◆ **Document excerpt**
==*==

As a boy in Portland, Maine, Vacchiano’s path to music started on a sour note when he crashed his bicycle into a neighborhood boy and dented the boy’s baritone. Vacchiano agreed to accompany the boy to his music lesson to explain what happened.
“The teacher saw a potential student in me and asked me if I’d like to study an instrument,” Vacchiano recalled in a 1977 interview. “I said, ‘Yes, I’d love to’ – anything to get out of there.”
The Juilliard Journal added to the story by noting that Vacchiano’s father, who spoke Italian, had wanted his son to try the “clarinetto,” or clarinet. Vacchiano, apparently confused, came home with a “coronetto,” or coronet, similar to a trumpet.
“His mother unwittingly helped seal her son’s future when she remarked, ‘What’s the difference?”‘ Lisa Robinson wrote in 2003.
Vacchiano began taking lessons around age 8, and he began playing in the Portland Symphony Orchestra when he was 14.
His talent drew notice quickly. After attending Juilliard, he joined the Philharmonic’s trumpet section in 1935.
That same year, Vacchiano joined the Juilliard staff. He estimated that he taught 2,000 students over the course of 67 years, and there are probably “only a handful of trumpet players in any major orchestra who haven’t taken a lesson from him,” said his former student and friend, Lee Soper of Greenwich, Conn.
He retired from Juilliard in 2002 and was awarded an honorary doctorate a year later. He also taught at four other schools, published numerous trumpet method books and designed his own line of trumpet mouthpieces.
Back in Maine, everybody was always excited to hear “Uncle Willy” share jokes and stories about his travels. “This man could tell a thousand stories and never repeat himself,” his sister-in-law, Marie Vacchiano, told the Portland Press Herald.
A trumpet ensemble will play at his funeral Saturday at the Church of the Holy Family in Flushing, Queens.

==*==

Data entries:
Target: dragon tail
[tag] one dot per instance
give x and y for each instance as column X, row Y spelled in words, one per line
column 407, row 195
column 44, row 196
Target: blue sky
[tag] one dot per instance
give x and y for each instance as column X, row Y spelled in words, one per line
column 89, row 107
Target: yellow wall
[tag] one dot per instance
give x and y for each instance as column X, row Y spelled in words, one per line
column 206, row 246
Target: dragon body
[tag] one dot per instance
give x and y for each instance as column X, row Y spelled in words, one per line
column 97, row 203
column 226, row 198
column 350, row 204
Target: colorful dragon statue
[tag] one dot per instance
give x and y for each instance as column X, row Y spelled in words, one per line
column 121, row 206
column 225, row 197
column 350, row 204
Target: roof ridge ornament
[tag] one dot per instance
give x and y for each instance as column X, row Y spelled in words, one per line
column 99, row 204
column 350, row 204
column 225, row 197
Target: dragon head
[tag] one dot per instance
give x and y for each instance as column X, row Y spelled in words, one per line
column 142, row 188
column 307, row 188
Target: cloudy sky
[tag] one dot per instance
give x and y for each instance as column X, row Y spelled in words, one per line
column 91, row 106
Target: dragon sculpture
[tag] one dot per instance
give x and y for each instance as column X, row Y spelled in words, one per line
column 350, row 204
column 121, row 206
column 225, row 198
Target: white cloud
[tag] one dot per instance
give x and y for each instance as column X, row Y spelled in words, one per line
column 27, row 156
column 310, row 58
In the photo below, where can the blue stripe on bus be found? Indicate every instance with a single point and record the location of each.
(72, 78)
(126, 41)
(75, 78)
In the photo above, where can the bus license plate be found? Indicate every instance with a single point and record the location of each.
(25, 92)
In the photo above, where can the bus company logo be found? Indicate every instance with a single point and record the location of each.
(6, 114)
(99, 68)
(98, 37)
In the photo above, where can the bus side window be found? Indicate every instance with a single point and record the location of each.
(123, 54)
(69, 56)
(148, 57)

==*==

◆ **Stated task A**
According to the Vacchiano excerpt, in what year did he join the Philharmonic's trumpet section?
◆ **Stated task B**
Using the Vacchiano excerpt, explain why he went along to a neighborhood boy's music lesson.

◆ **Full solution A**
1935

◆ **Full solution B**
He had crashed his bicycle into the boy and dented the boy's baritone. He agreed to go to the lesson to explain what had happened.